* **ARTICLE**
==============================

The data is split into 2 pieces. groundhogs has information on each groundhog, such as its id, name, and location. predictions has the record for historical predictions of each grounhog, by id. 

In [None]:
groundhogs.head(5)


In [None]:
# It's always a good idea to check your dtypes!
groundhogs.info()


In [None]:
predictions.head(10)


In [None]:
# It's always a good idea to check your dtypes!
predictions.info()


## Groupby and summarize

One of the simplest things we can do is summarize how many predictions occured in each year. We can use the `groupby()` function to combine all the data for each unique value of "year" and then the `size()` function on that grouped dataframe to count the size of each group. This returns a `pd.Series` object with the year as the index. 

In [None]:
predictions.groupby("year").size()


>**Exercise:** Using the groundhogs dataframe, display how many groundhogs vs non-groundhogs have participated. *hint* The column of interest is called "is_groundhog".

In [None]:
# your code here


Instead of yearly predictions, I want to instead bin these years into decades. Let's create a new column in the predictions dataframe that is the decade of the year. 

In the first line below, I'm creating a new column in the predictions dataframe called "decade" that is the year divided by 10 and floored `//` times 10 again. So the year 1999 becomes 199 becomes 1990. Notice that creating a new column in a dataframe is as simple as assigning a value to a new key.

In [None]:
predictions['decade'] = predictions['year'] // 10 * 10
predictions.head(10)


Now, to summarize the number of predictions per decade, I use the `groupby()` method again. In this case, I grouped by "decade" and used the method size() to see how many observations/rows exist per decade. 

In [None]:
predictions.groupby("decade").size()


You can "groupby" multiple columns by passing a list of column names. In the code block below, I group by both "decade" and "shadow" to see how many times a shadow was seee each decade. This returns a multi-indexed pandas Series, where each combination of "decade" and "shadow" (for which there is a value) is a unique index.

In [None]:
p = predictions.groupby(["decade", "shadow"]).size()
print(p)


In [None]:
p.index


If we want to turn this Series into a DataFrame where the index values are columns, we can use the `reset_index()` method. This will turn the multi-index into columns and create a new integer index. Why would we want to do this? DataFrames are a bit easier to work with than Series objects.

In [None]:
p.reset_index(name = "count")


Alternatively, we can use the `unstack()` method to turn the multi-index into columns. This will automatically fill in missing values with `NaN`.

==============================

* **PROBLEM SET**
**a)** In the pandas groupby tutorial, what two things does the `reset_index()` method do to the multi-indexed Series?
**b)** Carry the pandas groupby tutorial forward from its last sentence, keeping its notebook layout of prose followed by code.

* **COLLECTED MATERIAL**
==============================

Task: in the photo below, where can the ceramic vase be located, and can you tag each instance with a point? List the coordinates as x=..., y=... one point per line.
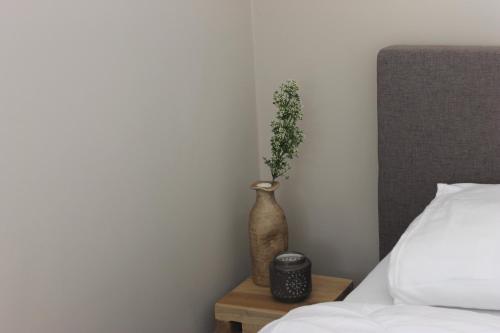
x=268, y=231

==============================

* **ANSWER SET**
**a)** It turns the multi-index into columns and creates a new integer index.

**b)**
In [None]:
p.unstack()


## Merging and joining

Let's find out if there are differences between the predictions of groundhogs vs non-groundhogs. We will need to combine the groundhogs and the predictions dataframes. Merging is a way to combine two dataframes based on a common column or index. In the code block below, we've created two dataframes that share the column "A". The DataFrames do not share columns "B" and "C". Additionally, `df2` has one more row than `df1`. 

In [None]:
df1 = pd.DataFrame({'A': ['A0', 'A1', 'A2', 'A3'],'B': ['B0', 'B1', 'B2', 'B3']})
df2 = pd.DataFrame({'A': ['A0', 'A1', 'A2', 'A3', 'A4'],'C': ['C0','C1', 'C2', 'C3', 'C4']})
print(df1)
print(df2)


When we merge the two dataframes using the `pd.merge()` function, we can specify that the column to merge on is "A" and whether to keep only rows in common (default) or to keep all rows (`how='outer'`). Note that when we do the outer merge, the missing values are filled in with `NaN`. 

In [None]:
print(pd.merge(df1, df2, on = 'A'))
print(pd.merge(df1, df2, on = 'A', how = 'outer'))


>**Exercise:** Merge the groundhogs and predictions dataframes on the 'id' column and save it to a dataframe called "combined". Then, use groupby to summarize the number of shadow predictions made by groundhogs vs non-groundhogs. (You'll need to groupby two columns)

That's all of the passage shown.